Check your understanding:
**A)** In the excerpt on the Women's Peace Crusade, list every town that Margaret Ashton names as holding open meetings with tremendous majorities.
**B)** Retype the passage of the Women's Peace Crusade excerpt from "But women were" to "of the war.".

Excerpt provided:
+ + + + +
Margaret Ashton, writing a letter to the same edition, very much regrets this action and emphasises that the Women's Peace Crusade is neither pro-German nor unpatriotic. She cites 'tremendous majorities at open meetings in Leeds, York, Birmingham, Glasgow, Blackburn, Nelson and other towns.'

But there was discontent in the air ... on 6 July 1917, just before the first Crusade, the Manchester Guardian reported that the Commission for the North West on Industrial Unrest had visited the Manchester and Salford ILP to discuss the unrest caused by the high cost of living and the lack of a coherent rationing policy. The Labour Leader reports that the police raided a meeting organised in Manchester to celebrate the 'dawn of freedom in Russia'. The Manchester campaign collapsed but the women continued to support other Crusades across the NW and their names crop up time and time again throughout these pages tracking the Peace Crusade across Lancashire, Yorkshire, Cumberland and Westmorland during 1917-1918

But women were always creative as young activist Mabel Phythian recalled in November 1917, 'I remember being in the Women's International League office - looking across to Manchester Town Hall, and on one occasion I was in the office for some reason, and the police raided it. We had some pamphlets which were banned - I knew the Salford police didn't ban and the Manchester police did ban the list of casualties. And we had great fun just going over the Manchester boundary and handing out the lists to Manchester people crossing the Salford boundary!' (Quoted in Liddington The Long Road to Greenham) There were no more Crusades in Manchester after 1917 but peace meetings continued in the city until the end of the war.
+ + + + +
Data records:
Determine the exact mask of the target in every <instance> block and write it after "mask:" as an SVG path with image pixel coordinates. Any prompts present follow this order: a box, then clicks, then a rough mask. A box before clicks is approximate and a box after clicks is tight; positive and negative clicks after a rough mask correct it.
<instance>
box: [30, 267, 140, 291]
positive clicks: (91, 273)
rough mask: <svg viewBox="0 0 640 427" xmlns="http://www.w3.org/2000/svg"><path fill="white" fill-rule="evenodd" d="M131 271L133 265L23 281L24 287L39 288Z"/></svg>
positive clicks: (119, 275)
+ + + + +
Results by task:
**A)** Leeds, York, Birmingham, Glasgow, Blackburn, Nelson

**B)**
But women were always creative as young activist Mabel Phythian recalled in November 1917, 'I remember being in the Women's International League office - looking across to Manchester Town Hall, and on one occasion I was in the office for some reason, and the police raided it. We had some pamphlets which were banned - I knew the Salford police didn't ban and the Manchester police did ban the list of casualties. And we had great fun just going over the Manchester boundary and handing out the lists to Manchester people crossing the Salford boundary!' (Quoted in Liddington The Long Road to Greenham) There were no more Crusades in Manchester after 1917 but peace meetings continued in the city until the end of the war.